DATA ▸

■ ■ ■ ■ ■

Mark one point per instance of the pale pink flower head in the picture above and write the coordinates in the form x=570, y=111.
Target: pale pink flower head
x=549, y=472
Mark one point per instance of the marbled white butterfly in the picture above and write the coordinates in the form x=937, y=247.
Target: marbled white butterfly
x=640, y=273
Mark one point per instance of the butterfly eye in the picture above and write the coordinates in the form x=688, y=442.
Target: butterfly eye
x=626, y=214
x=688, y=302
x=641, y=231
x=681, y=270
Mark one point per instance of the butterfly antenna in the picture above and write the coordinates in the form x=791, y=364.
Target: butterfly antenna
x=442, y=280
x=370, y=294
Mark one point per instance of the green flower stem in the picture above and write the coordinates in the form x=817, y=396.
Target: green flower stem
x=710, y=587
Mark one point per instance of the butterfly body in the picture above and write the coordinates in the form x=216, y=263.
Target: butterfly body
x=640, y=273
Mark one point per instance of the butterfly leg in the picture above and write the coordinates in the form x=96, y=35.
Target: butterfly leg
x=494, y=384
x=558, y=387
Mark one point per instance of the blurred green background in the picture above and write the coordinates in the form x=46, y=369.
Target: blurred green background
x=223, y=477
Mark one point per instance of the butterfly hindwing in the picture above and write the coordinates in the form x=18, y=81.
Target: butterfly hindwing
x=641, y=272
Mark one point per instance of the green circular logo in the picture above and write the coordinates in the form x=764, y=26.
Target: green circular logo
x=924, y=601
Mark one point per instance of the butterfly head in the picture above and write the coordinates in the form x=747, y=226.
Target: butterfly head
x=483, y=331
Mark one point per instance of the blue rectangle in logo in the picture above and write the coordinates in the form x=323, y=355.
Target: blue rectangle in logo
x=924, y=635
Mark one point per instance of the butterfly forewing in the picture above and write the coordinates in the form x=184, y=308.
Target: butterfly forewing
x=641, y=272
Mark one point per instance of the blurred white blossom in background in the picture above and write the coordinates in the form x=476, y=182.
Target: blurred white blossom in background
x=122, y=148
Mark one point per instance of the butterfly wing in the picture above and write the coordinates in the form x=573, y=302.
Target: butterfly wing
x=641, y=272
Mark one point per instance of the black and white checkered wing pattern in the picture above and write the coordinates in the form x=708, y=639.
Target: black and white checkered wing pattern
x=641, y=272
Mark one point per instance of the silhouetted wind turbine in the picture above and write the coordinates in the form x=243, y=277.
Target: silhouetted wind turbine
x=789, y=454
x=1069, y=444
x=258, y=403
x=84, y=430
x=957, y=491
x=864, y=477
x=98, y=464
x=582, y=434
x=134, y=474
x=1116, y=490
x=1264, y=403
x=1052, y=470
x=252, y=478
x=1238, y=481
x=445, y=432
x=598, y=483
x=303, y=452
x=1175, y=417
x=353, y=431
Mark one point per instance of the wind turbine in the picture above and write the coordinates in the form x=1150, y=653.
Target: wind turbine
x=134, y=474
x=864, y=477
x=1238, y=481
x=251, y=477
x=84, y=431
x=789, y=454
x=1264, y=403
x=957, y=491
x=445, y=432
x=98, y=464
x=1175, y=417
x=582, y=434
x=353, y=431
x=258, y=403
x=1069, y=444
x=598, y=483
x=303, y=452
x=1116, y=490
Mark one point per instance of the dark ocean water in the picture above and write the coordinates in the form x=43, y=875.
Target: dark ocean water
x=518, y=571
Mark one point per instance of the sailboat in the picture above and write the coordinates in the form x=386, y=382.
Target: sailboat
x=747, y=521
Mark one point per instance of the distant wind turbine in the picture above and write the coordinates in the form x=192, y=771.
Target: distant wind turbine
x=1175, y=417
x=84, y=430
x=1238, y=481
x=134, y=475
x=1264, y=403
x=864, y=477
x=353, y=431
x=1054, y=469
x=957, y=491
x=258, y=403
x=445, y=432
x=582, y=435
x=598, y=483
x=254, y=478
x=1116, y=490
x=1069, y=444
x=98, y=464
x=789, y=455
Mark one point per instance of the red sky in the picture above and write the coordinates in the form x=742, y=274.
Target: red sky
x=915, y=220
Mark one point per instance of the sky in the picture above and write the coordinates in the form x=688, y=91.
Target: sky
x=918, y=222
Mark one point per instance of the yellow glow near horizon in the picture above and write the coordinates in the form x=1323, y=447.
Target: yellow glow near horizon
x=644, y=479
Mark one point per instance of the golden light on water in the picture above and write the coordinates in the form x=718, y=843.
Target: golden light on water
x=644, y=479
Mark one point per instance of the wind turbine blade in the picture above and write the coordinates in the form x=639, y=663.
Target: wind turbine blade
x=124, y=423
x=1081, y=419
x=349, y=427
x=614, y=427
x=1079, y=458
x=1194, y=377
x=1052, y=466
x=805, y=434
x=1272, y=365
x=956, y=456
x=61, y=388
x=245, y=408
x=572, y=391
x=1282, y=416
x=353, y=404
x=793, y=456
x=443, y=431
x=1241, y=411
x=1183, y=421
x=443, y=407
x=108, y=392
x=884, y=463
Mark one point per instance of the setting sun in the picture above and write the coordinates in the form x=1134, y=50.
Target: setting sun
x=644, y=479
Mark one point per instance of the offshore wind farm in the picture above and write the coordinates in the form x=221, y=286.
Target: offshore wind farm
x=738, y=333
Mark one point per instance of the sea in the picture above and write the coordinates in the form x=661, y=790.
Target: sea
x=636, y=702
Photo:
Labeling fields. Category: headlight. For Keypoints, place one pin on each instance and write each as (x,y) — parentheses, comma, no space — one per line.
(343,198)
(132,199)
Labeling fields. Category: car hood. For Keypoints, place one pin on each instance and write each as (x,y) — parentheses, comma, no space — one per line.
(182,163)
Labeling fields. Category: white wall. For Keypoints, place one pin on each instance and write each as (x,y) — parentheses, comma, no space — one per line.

■ ■ ■ ■ ■

DIRECTION ▸ Locate "Mark one point per instance of the golden" in the material, then quote the line that contains it and all lines after it through the final one.

SOLUTION TO THIS TASK ▸
Mark one point per instance of the golden light on water in the picture above and write the coordinates in the form x=718, y=843.
Target: golden light on water
x=644, y=479
Mark one point per instance of the wind turbine blade in the picture above and write the coordinates in the form x=639, y=663.
Target: wind turbine blade
x=124, y=423
x=1081, y=419
x=349, y=427
x=614, y=427
x=1079, y=458
x=1194, y=377
x=1052, y=466
x=805, y=434
x=1272, y=365
x=956, y=456
x=61, y=388
x=245, y=408
x=572, y=391
x=1282, y=416
x=353, y=404
x=793, y=456
x=443, y=431
x=1241, y=411
x=1183, y=421
x=443, y=407
x=108, y=392
x=884, y=463
Mark one point per instance of the setting sun in the picture above and write the coordinates in the form x=1134, y=50.
Target: setting sun
x=644, y=479
Mark one point per instance of the offshore wind farm in the picture above and write the coordinates in the form x=221, y=286.
Target: offshore wind farm
x=738, y=333
Mark one point per instance of the sea in the picture above and write the coordinates in the form x=661, y=790.
Target: sea
x=636, y=702
Photo:
Labeling fields. Category: headlight. For Keypoints, place one pin on each instance and write each as (x,y) — parentheses, comma, no space — one per line.
(343,198)
(132,199)
Labeling fields. Category: car hood. For Keypoints, place one pin on each instance and write each as (x,y) — parentheses, comma, no space — one per line.
(182,163)
Labeling fields. Category: white wall. For Keypoints, place one pin on each instance and write each as (x,y) — parentheses, comma, no space — one per line.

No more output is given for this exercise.